**What is being asked:**
Only the lines from the one with "the player's raised" onward are wanted, through the last line of the entries, set down exactly.

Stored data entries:

########

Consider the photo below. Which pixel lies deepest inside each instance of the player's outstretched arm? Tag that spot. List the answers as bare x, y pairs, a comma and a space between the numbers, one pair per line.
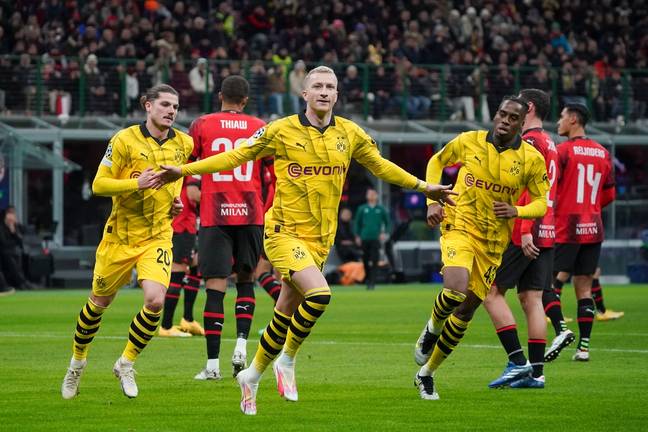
105, 184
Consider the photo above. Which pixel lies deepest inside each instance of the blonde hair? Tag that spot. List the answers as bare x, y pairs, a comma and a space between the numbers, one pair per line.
319, 69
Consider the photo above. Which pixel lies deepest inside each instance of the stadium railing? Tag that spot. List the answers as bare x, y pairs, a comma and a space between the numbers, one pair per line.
72, 86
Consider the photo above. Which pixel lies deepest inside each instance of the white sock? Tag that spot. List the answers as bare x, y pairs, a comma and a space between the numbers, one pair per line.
123, 360
241, 345
435, 330
425, 371
74, 363
213, 364
286, 360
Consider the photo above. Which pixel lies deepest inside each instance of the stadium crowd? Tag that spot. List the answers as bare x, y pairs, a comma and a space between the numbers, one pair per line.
594, 52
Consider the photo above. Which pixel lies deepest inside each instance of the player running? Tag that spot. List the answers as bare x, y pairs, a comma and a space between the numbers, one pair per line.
312, 152
137, 234
497, 165
527, 264
231, 222
585, 187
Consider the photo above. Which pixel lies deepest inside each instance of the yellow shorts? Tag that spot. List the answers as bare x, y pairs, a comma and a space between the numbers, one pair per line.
289, 254
116, 261
459, 249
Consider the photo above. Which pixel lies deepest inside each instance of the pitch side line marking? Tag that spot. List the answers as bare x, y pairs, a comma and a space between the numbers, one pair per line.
314, 342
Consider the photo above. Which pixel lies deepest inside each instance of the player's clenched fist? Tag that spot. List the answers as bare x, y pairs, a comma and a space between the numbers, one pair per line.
435, 214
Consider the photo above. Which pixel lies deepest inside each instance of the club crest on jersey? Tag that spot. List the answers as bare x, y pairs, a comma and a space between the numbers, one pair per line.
108, 154
341, 145
298, 253
179, 156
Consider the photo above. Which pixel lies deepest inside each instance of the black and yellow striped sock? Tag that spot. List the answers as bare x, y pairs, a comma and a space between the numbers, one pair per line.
453, 331
272, 341
141, 331
445, 303
87, 328
304, 318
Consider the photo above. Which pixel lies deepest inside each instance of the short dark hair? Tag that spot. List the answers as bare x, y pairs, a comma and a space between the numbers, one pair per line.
235, 89
540, 99
581, 112
518, 100
154, 93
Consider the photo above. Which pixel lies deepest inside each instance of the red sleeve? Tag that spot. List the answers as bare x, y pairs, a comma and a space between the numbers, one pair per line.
194, 131
270, 179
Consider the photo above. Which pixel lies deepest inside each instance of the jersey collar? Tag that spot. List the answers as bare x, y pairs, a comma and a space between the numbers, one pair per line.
305, 122
524, 132
490, 138
147, 134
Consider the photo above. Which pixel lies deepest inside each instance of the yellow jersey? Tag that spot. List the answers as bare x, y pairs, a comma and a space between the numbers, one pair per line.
489, 174
139, 216
310, 165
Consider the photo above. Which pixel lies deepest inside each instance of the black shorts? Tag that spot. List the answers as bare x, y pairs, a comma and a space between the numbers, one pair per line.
526, 274
224, 250
577, 259
183, 245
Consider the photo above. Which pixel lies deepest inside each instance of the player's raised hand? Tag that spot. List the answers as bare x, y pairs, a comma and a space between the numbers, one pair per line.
147, 180
435, 214
176, 207
169, 173
440, 193
504, 210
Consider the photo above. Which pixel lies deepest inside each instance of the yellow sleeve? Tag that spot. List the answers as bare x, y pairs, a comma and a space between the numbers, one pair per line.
366, 152
450, 154
537, 185
106, 182
259, 145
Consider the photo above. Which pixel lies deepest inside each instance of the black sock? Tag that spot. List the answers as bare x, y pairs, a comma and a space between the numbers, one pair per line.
536, 355
511, 343
270, 284
553, 310
171, 299
191, 287
213, 319
586, 310
244, 308
597, 295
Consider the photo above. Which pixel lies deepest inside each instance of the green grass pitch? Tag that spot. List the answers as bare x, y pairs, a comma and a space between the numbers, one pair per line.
355, 372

########

**Response:**
Consider the photo above. Which pixel lies deepest inside each instance of the player's raised hand? Tag that spot. List the answers as bare x, y pairs, a comma and a space between the numbers, one pair per line.
147, 180
435, 214
176, 207
169, 173
440, 193
504, 210
Consider the photo above. Which pixel lies deepest inside each instance of the yellow sleeve? Tag that spot. List the answers as bare x, y pairs, a comma and a space between the numbers, one pair per line.
366, 152
450, 154
537, 185
106, 182
259, 145
Consider the photo above. Which pixel lies deepest inside each instance of the black sock? Tag that spot. List the answers as bare x, y pairs, a comma and a space between the numbers, one pair per line.
536, 355
511, 343
270, 284
553, 310
171, 299
191, 287
213, 319
586, 310
244, 308
597, 295
Consider the photo above. Which pixel lies deepest inside each instance of the green grass pitch? Tag that spot. List the answers as bare x, y pairs, a comma and a space between the numbers, one pair per line.
355, 372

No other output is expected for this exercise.